* Prompt
Write out the following listing in full, exactly as it reads.

* Records to process
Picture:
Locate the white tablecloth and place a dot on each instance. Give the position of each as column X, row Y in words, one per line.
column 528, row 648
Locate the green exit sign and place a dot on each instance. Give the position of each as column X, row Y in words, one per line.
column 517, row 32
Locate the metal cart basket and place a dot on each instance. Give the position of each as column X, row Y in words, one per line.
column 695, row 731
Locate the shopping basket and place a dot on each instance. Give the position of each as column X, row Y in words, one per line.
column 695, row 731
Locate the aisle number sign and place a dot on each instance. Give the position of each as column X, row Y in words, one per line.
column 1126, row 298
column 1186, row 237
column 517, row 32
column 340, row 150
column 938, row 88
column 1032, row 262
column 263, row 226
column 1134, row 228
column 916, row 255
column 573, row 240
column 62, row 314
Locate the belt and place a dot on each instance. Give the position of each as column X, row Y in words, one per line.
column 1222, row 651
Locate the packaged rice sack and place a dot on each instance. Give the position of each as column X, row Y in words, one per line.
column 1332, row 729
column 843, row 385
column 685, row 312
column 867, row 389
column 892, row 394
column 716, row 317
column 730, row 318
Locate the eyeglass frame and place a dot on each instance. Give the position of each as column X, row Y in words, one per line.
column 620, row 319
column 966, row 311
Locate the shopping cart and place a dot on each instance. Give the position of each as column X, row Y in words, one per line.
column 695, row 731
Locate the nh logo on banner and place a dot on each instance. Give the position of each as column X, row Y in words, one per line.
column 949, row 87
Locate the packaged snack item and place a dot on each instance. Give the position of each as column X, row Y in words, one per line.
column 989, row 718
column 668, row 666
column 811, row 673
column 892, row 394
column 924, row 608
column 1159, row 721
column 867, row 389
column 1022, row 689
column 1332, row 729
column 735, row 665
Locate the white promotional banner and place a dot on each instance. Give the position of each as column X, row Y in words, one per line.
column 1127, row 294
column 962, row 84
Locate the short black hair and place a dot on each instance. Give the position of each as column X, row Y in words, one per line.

* Output for this task
Picture:
Locate the white tablecloth and place a dot on each instance. Give the position of each as column X, row Y in words, one per line.
column 528, row 648
Locate the green exit sign and place a dot on each instance. Give the position of each as column X, row Y in words, one per line.
column 517, row 32
Locate the metal cart basket and place a dot on each instance. Give the position of each as column X, row Y in words, one per line.
column 695, row 731
Locate the shopping basket and place a dot on each instance. Give the position of each as column X, row Y in words, one per line.
column 695, row 731
Locate the aisle number sign and place a dot on each instance. Give the position of each as column X, row Y in words, one per line.
column 1126, row 298
column 1186, row 237
column 517, row 32
column 340, row 150
column 938, row 88
column 1032, row 262
column 263, row 226
column 1134, row 228
column 916, row 255
column 573, row 240
column 62, row 314
Locate the belt and place a dot on each instance. Give the position of each as column X, row Y in words, one per line.
column 1222, row 651
Locate the packaged rice sack and place a dot on each instance. Give the position of each as column X, row Y in words, one per line.
column 1332, row 729
column 843, row 385
column 685, row 312
column 867, row 389
column 892, row 394
column 716, row 317
column 730, row 318
Locate the eyeglass frame and place a dot on each instance. Give the position of each as column X, row Y in words, one per line.
column 620, row 319
column 966, row 311
Locate the shopping cart and place a dot on each instance. Give the position of each as column X, row Y in words, one per line.
column 695, row 731
Locate the nh logo on banner and place a dot on each instance. Give the position of each as column X, row Y in words, one per line.
column 949, row 87
Locate the packaged snack item and place a dot on each instance. Give the position of each as column X, row Y in words, one per line.
column 989, row 718
column 668, row 666
column 811, row 673
column 892, row 394
column 924, row 608
column 1159, row 721
column 867, row 389
column 1022, row 689
column 1332, row 729
column 735, row 665
Locate the white promotional banner and place a dot on each instance. Give the position of each as column X, row Y in words, one per line.
column 1127, row 294
column 962, row 84
Locate the short black hair and place a dot on each instance. Give the position of each as column X, row Y in words, one per line.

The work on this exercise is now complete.